- **DIRECTIONS**:
Please count the lines of the material below that contain the string "desert", matching case exactly. Reply with the number alone.

Data drawn from a collection
▬▬▬

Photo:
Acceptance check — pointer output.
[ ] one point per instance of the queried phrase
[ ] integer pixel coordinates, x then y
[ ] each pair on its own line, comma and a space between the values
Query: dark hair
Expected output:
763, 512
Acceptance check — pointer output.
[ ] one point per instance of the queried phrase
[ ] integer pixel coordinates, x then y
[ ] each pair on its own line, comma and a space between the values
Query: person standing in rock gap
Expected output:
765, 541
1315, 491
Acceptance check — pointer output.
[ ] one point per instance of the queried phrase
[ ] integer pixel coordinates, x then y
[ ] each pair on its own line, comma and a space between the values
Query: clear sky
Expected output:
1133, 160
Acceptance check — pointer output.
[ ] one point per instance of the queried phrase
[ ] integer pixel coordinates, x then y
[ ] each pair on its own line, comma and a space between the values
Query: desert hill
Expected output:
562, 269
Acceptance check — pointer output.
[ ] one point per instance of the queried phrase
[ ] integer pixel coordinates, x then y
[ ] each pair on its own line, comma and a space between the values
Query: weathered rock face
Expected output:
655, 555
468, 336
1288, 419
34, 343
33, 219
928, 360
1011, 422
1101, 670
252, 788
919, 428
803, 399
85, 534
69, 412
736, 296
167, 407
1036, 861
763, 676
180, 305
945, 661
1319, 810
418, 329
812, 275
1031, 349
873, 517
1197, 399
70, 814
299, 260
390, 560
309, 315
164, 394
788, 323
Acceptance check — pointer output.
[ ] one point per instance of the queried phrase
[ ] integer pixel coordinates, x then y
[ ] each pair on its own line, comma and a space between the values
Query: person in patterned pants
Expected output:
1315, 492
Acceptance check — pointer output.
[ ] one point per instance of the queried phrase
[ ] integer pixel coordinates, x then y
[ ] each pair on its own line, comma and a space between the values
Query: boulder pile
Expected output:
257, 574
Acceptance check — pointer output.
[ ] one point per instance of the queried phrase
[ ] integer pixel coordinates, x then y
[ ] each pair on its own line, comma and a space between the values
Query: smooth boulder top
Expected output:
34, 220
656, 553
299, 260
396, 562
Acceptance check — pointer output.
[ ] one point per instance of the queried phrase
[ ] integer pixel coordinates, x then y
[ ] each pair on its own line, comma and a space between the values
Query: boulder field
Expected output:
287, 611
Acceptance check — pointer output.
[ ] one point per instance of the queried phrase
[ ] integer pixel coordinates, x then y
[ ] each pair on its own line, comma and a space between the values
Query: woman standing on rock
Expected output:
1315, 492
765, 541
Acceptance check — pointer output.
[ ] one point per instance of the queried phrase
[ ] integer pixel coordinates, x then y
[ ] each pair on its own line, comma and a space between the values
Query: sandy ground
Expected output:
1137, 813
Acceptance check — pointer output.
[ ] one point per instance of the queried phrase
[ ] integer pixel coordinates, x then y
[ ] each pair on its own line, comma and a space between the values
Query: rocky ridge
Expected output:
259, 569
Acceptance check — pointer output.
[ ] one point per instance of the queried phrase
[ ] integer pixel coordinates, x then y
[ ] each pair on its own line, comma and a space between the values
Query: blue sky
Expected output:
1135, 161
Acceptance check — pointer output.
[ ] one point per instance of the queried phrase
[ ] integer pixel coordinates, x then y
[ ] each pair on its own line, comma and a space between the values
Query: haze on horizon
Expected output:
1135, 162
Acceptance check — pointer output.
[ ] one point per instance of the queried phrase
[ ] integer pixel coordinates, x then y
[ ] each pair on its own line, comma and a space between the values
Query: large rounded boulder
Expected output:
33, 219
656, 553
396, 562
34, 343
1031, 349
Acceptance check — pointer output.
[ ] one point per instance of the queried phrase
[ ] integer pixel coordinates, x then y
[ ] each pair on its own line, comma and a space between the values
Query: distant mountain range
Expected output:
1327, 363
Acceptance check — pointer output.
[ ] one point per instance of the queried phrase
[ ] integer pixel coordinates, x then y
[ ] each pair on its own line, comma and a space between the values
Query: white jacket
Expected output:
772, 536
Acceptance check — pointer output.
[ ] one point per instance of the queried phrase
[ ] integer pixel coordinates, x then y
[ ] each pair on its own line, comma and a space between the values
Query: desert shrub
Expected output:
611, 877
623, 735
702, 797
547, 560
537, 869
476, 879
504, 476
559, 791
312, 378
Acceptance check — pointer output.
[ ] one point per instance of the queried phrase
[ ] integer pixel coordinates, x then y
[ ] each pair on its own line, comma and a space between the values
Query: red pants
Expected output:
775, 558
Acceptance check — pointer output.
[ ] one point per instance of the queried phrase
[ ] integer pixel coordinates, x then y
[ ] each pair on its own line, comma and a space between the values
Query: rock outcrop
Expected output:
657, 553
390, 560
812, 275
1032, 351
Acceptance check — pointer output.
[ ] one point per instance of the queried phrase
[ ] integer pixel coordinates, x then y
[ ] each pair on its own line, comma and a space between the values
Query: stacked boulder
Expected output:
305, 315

▬▬▬

- **EXPECTED ANSWER**:
2